### What is expected
Every entry should be transcribed word for word, so that nothing is missing.

Stored dataset items:
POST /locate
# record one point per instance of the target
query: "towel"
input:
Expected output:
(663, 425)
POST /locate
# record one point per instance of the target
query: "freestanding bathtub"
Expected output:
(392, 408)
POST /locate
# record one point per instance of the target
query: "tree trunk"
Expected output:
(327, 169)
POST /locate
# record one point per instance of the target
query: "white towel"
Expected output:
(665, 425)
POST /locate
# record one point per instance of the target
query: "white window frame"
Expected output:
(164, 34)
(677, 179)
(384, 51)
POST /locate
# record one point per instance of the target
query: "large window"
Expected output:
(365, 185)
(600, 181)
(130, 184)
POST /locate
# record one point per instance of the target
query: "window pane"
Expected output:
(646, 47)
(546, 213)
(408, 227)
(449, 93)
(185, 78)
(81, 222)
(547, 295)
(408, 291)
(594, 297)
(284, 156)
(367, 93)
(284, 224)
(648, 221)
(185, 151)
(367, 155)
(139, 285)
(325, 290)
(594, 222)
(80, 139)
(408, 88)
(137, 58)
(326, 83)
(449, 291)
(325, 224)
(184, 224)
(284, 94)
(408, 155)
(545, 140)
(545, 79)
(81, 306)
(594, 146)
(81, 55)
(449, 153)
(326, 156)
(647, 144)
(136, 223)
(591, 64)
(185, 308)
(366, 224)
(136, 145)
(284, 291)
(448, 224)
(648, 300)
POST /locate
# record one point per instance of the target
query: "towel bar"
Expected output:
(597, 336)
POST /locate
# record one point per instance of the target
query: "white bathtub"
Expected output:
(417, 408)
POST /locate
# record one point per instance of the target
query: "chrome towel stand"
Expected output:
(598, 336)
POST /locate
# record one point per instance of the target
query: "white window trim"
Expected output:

### Exercise solution
POST /locate
# record one point per instance of the target
query: "towel"
input:
Expected output:
(663, 425)
POST /locate
# record one point per instance of the target
query: "freestanding bathtub"
Expected output:
(392, 408)
POST /locate
# record one point per instance of the target
query: "tree trunk"
Expected output:
(327, 169)
POST /locate
# record one point per instance of the target
query: "white towel"
Expected output:
(665, 425)
POST /locate
# record one point per instance of the target
query: "white window frame"
Expected output:
(164, 34)
(677, 179)
(384, 51)
POST /locate
# record one point per instance of the target
query: "large window"
Expected output:
(365, 185)
(600, 181)
(130, 184)
POST /locate
# record one point per instance of the target
query: "window pane"
Expected output:
(646, 47)
(546, 213)
(408, 227)
(449, 93)
(185, 78)
(81, 222)
(547, 295)
(408, 291)
(594, 297)
(284, 156)
(367, 93)
(284, 224)
(648, 221)
(185, 151)
(367, 155)
(139, 285)
(325, 290)
(594, 222)
(80, 139)
(408, 88)
(137, 58)
(326, 83)
(449, 291)
(325, 224)
(184, 224)
(284, 94)
(408, 155)
(545, 140)
(545, 79)
(81, 306)
(594, 146)
(81, 55)
(449, 153)
(326, 156)
(647, 144)
(136, 223)
(591, 64)
(185, 308)
(366, 224)
(136, 145)
(284, 291)
(448, 224)
(648, 300)
POST /locate
# record one point per instance of the target
query: "towel bar"
Expected output:
(597, 336)
POST /locate
# record one point per instance of the target
query: "white bathtub"
Expected output:
(417, 408)
POST /locate
# record one point per instance of the target
query: "chrome towel stand"
Expected output:
(598, 336)
POST /locate
# record one point per instance of the target
query: "white window trim"
Expected output:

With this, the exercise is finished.